» **EXTRAIT DU TEXTE**:
==================================================

Dépasser le dualisme « nature/culture »

Son projet philosophique se fonde en particulier sur le dépassement de plusieurs dualismes propres à la culture occidentale : « nature/culture » ou « raison/nature », voire corps/esprit. Une telle structuration de nos pensées nous conduit à valoriser la seule raison, associée à l’activité, et à exploiter la nature, considérée comme passive. Val Plumwood précise toutefois qu’elle dénonce une certaine forme de raison, très restrictive, et qui passe sous silence les conditions matérielles de nos existences. Dans cette perspective, la nature est vue comme une antagoniste qu’il convient de dompter. Elle critique ainsi une « logique monologique […] qui conduit à nier toute dépendance à l’Autre au nom d’une conception hyberbolique de l’autonomie ». Pourtant : « Que l’Autre soit un être indépendant dont on dépend soi-même, voilà la première et la plus dure des leçons pour un enfant, avant même qu’il n’apprenne qu’il devra rendre à l’Autre les soins que celui-ci lui prodigue. » Autrement dit, elle nous invite à sortir du déni actuel et à réencastrer l’humanité dans son environnement.

Ce n’est donc pas la raison en tant que telle qui constitue désormais un des principaux obstacles à la résolution de la crise écologique. Au contraire, elle rappelle sa potentialité et plaide pour sa redéfinition :

« Il me semble que le problème ne tient pas à la raison en soi, mais plutôt aux formes arrogantes et insensibles qu’il lui arrive de prendre. […] Telle qu’elle a été conçue, la raison est devenue un vecteur de domination et de mort ; il est grand temps qu’elle devienne un vecteur de libération et de vie. »

==================================================

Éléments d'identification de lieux

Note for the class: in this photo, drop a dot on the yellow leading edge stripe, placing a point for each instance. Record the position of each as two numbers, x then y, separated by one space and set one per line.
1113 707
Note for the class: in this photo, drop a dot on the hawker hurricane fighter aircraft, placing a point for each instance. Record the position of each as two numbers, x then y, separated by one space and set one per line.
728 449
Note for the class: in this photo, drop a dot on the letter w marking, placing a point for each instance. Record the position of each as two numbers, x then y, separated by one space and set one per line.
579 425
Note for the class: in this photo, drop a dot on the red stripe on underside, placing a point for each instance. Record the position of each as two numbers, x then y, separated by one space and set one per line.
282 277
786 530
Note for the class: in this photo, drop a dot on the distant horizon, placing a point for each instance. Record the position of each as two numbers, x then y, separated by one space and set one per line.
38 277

==================================================

» **TRAVAIL À FAIRE**:
A - Répondez à ces questions sur le texte consacré au dualisme nature/culture :
(i) Quels dualismes propres à la culture occidentale le texte cite-t-il ?
(ii) D'après la citation sur l'enfant, quelle est la première et la plus dure des leçons ?
(iii) Selon la dernière citation, de quoi la raison est-elle devenue un vecteur, et de quoi doit-elle le devenir ?
B - Traduisez en anglais cette phrase du texte sur le dualisme nature/culture : « Dans cette perspective, la nature est vue comme une antagoniste qu’il convient de dompter. »

» **LES RÉPONSES**:
A -
(i) « nature/culture », « raison/nature » et corps/esprit.
(ii) Que l'Autre soit un être indépendant dont on dépend soi-même.
(iii) Elle est devenue un vecteur de domination et de mort, et doit devenir un vecteur de libération et de vie.

B - From this perspective, nature is seen as an antagonist that must be tamed.